### TEXTAUSZUG
★ ★ ★ ★

Energetische Sanierung: Zwischen Asbest und Containerklo
In Bodelshausen werden Mehrfamilienhäuser energetisch saniert. Aber die Bauarbeiten finden im bewohnten Zustand statt, wochenlang gibt es kein Wasser.
R ozalija Fejsa wartet im Regen vor der Haustür eines Mehrfamilienhauses in der Roßbergstraße. Kabel laufen zu ihren Füßen entlang. Der Briefkasten neben ihr hängt schräg, als hätte ihn jemand umgetreten. Rozalija Fejsa trägt gemütliche Sachen, rosa T-Shirt und ein Teddyjäckchen drüber, denn das, was aussieht wie eine große Baustelle, ist gleichzeitig ihr Zuhause. Das Gebäude ist von Baugerüsten umstellt, Fenster sind mit Folie abgehängt. Alte Elektrogeräte, Kloschüsseln, Rohre, Farbeimer, herausgebrochene Steine liegen auf den Wiesen und am Wegesrand. „Kommen Sie, ich zeige Ihnen die Waschküche im Keller“, sagt sie und geht die Treppen runter. Baustaub schlägt einem entgegen.

★ ★ ★ ★

### AUFLISTUNG
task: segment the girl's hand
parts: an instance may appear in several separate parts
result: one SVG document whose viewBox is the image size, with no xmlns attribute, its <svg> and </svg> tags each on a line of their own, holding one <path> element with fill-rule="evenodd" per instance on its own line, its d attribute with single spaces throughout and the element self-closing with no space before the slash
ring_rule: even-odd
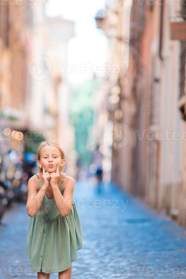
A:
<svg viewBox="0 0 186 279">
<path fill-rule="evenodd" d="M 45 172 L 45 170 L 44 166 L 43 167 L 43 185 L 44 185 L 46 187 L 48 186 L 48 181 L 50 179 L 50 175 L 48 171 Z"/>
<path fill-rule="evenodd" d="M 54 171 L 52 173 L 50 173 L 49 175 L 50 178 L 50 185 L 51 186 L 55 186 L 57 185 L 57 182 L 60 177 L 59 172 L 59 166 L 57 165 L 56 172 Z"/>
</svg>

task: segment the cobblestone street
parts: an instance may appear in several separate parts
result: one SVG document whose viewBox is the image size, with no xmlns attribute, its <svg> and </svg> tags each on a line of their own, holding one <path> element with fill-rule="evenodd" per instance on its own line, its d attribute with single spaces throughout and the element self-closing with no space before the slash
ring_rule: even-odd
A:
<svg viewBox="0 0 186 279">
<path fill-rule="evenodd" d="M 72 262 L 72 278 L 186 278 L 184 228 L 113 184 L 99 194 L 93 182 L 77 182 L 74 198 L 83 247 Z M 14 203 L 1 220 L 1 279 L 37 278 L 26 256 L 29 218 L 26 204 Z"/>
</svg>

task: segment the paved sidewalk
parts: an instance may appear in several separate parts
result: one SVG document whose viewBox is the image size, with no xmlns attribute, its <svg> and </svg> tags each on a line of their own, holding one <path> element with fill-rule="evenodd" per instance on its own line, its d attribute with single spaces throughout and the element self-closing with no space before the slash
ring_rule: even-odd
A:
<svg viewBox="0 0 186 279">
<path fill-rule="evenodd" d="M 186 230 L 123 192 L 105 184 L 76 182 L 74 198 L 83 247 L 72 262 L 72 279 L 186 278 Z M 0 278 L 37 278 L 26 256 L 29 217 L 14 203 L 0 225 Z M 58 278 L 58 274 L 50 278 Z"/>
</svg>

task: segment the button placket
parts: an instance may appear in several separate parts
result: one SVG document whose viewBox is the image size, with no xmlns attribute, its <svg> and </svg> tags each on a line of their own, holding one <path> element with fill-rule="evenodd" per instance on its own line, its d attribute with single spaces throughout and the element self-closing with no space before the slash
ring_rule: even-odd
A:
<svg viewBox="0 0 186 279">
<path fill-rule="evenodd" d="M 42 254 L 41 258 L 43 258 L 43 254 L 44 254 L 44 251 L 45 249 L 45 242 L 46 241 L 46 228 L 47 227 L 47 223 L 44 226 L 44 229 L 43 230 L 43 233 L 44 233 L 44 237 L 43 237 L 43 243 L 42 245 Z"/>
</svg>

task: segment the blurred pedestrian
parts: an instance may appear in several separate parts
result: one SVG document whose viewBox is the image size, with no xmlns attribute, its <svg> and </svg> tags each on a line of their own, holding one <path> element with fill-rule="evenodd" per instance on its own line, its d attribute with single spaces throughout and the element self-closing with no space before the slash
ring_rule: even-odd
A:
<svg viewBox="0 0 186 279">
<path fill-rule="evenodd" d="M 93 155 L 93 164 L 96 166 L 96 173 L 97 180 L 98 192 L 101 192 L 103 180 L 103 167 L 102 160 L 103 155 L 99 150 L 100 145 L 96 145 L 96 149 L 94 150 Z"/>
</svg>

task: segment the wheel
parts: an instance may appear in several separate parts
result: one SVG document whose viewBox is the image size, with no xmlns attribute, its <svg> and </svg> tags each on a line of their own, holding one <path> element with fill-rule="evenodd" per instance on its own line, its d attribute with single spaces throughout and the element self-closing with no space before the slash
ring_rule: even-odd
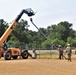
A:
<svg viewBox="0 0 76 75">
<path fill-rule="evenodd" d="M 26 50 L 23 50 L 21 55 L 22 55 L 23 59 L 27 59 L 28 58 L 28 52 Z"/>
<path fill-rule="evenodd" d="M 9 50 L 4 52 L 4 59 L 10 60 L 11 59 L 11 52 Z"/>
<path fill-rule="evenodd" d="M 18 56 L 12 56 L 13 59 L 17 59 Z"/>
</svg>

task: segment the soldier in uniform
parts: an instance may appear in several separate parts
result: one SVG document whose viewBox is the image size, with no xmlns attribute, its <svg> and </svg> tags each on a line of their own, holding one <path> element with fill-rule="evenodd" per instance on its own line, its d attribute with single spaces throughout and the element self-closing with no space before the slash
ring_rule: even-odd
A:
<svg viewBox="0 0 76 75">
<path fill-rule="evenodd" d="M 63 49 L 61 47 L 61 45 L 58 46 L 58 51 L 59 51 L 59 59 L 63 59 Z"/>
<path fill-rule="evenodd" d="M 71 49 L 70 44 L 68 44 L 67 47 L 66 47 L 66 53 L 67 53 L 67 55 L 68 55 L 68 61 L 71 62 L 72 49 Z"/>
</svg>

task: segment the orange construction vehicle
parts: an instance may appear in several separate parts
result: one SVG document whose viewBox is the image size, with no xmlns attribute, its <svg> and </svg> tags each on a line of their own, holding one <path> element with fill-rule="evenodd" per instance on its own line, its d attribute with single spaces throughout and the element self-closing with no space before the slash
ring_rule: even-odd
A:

★ ★ ★ ★

### AUFGABENSTELLUNG
**A)** Formatiere die Zeilen der Datensätze ab der Zeile mit „task: segment the soldier in uniform“ bis einschließlich zum Ende der Datensätze als Markdown-Tabelle mit den Spalten „Nummer“ und „Zeile“. Lass Leerzeilen dabei weg.
**B)** Führe den Text über die energetische Sanierung in Bodelshausen ab seinem letzten Satz weiter.

### LÖSUNGEN ZUR ÜBUNG
**A)**
| Nummer | Zeile |
|---|---|
| 1 | task: segment the soldier in uniform |
| 2 | parts: an instance may appear in several separate parts |
| 3 | result: one SVG document whose viewBox is the image size, with no xmlns attribute, its <svg> and </svg> tags each on a line of their own, holding one <path> element with fill-rule="evenodd" per instance on its own line, its d attribute with single spaces throughout and the element self-closing with no space before the slash |
| 4 | ring_rule: even-odd |
| 5 | A: |
| 6 | <svg viewBox="0 0 76 75"> |
| 7 | <path fill-rule="evenodd" d="M 63 49 L 61 47 L 61 45 L 58 46 L 58 51 L 59 51 L 59 59 L 63 59 Z"/> |
| 8 | <path fill-rule="evenodd" d="M 71 49 L 70 44 L 68 44 L 67 47 L 66 47 L 66 53 L 67 53 L 67 55 L 68 55 L 68 61 L 71 62 L 72 49 Z"/> |
| 9 | </svg> |
| 10 | task: segment the orange construction vehicle |
| 11 | parts: an instance may appear in several separate parts |
| 12 | result: one SVG document whose viewBox is the image size, with no xmlns attribute, its <svg> and </svg> tags each on a line of their own, holding one <path> element with fill-rule="evenodd" per instance on its own line, its d attribute with single spaces throughout and the element self-closing with no space before the slash |
| 13 | ring_rule: even-odd |
| 14 | A: |

**B)**
Unten im Waschraum klafft ein breites Loch im Boden, durch das ein großes Rohr führt. Ein falscher Schritt, die Verletzungsgefahr wäre groß. „Mir wurde gesagt, die Waschküche ist komplett fertig“, sagt Fejsa und schüttelt den Kopf. „Warum werden Sachen erzählt, die nicht wahr sind?“, fragt sie. Man merkt ihr den Ärger an. Sie muss momentan draußen in aufgestellten Containern waschen, aber die Waschmaschinen seien fast immer besetzt, weil es zu wenige sind: „Am Samstag bin ich viermal hingegangen.“
Seit 40 Jahren wohnen Rozalija Fejsa, 76, und ihr Mann Julijan Fejsa, 85, im Erdgeschoss links. Die Fejsas kamen vor vielen Jahren aus Serbien nach Deutschland, sie nähte in den umliegenden Fabriken, er schuftete als Metallbauer. Die beiden haben gearbeitet, eine Familie gegründet, heute sind sie in Rente. Und jetzt? Wenn es nach der Kreisbaugesellschaft Tübingen ginge, dann hätten die beiden sechs Wochen lang in ihrer Wohnung kein Wasser gehabt, kein Klo, keine Dusche, kein Wasser zum Kochen, keine Möglichkeit, sich schnell mal die Hände zu waschen.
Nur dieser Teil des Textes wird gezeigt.